» DESCRIPTION OF THE TASK
Report each line in the rows below that contains the word "canopy".
-- Start of INFORMATION SHOWN --
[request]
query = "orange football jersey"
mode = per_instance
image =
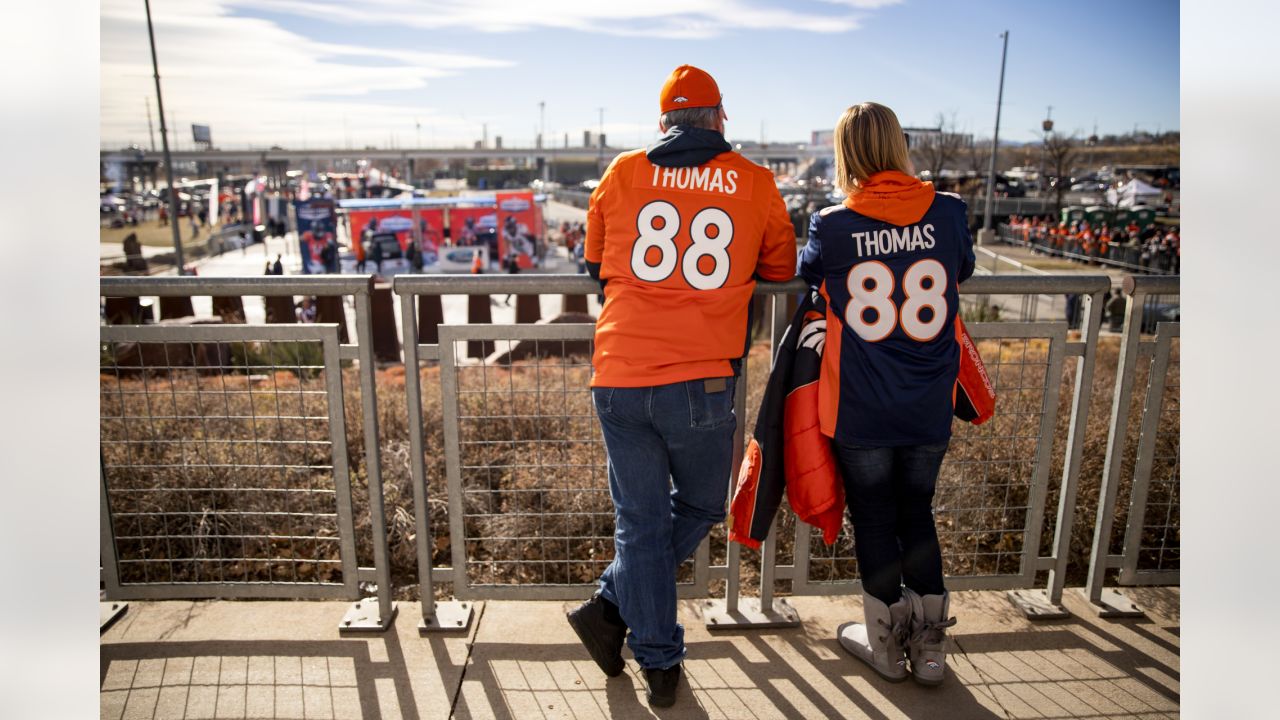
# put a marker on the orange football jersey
(679, 250)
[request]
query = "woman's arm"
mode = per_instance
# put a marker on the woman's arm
(810, 255)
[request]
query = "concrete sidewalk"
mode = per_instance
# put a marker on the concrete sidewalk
(521, 660)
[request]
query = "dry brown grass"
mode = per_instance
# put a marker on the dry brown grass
(535, 501)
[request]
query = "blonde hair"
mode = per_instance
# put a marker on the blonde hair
(868, 140)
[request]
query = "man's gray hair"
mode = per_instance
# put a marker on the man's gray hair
(703, 118)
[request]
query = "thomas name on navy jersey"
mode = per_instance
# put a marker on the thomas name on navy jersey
(891, 359)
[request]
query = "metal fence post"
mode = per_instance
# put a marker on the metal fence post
(1046, 605)
(1110, 604)
(109, 611)
(1155, 354)
(451, 615)
(763, 611)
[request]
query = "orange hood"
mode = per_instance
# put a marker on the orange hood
(894, 197)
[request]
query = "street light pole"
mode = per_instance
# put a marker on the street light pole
(599, 142)
(995, 141)
(164, 140)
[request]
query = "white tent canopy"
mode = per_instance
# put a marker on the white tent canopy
(1133, 192)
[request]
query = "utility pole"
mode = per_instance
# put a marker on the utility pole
(151, 132)
(542, 122)
(599, 142)
(164, 140)
(1047, 126)
(995, 142)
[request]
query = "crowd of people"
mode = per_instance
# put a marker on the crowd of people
(1152, 247)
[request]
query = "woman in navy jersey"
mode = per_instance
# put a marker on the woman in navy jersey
(888, 260)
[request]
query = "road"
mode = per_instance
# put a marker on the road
(252, 260)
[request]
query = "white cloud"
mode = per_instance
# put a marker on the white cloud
(652, 18)
(256, 82)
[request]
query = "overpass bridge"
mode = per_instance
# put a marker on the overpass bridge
(781, 158)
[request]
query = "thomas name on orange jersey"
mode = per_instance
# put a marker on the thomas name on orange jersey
(698, 178)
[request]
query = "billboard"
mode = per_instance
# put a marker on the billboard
(519, 228)
(318, 223)
(401, 222)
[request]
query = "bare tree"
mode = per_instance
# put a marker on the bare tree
(1060, 151)
(933, 153)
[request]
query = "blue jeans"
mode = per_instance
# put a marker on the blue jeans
(671, 452)
(890, 497)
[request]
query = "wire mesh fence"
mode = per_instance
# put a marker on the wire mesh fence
(1138, 529)
(224, 464)
(991, 490)
(529, 495)
(1155, 552)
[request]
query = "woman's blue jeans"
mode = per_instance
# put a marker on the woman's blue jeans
(890, 497)
(671, 452)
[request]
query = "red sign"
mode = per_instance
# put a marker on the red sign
(519, 227)
(400, 222)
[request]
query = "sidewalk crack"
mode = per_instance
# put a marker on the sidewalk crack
(986, 679)
(466, 662)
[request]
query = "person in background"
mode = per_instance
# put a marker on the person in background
(307, 310)
(890, 370)
(1115, 308)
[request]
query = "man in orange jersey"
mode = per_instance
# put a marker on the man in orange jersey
(676, 235)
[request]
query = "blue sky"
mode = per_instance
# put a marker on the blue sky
(382, 72)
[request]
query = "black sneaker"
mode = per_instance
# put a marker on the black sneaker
(661, 691)
(599, 627)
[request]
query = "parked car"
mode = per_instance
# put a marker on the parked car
(1159, 313)
(389, 245)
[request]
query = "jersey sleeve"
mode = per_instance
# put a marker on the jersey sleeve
(778, 247)
(593, 250)
(809, 265)
(967, 258)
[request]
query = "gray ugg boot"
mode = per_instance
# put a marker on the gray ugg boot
(927, 641)
(881, 642)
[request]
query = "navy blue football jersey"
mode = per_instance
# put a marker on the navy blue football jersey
(891, 358)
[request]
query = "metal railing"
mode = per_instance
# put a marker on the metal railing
(1123, 256)
(504, 477)
(506, 455)
(997, 473)
(1150, 547)
(193, 358)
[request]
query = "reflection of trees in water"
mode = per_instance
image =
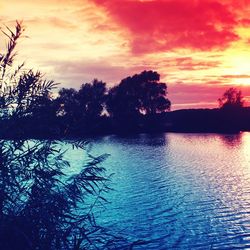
-- End of INFORMATION SHOWN --
» ANSWER TO THIS PROBLEM
query = "white tent canopy"
# put a marker on the white tent canopy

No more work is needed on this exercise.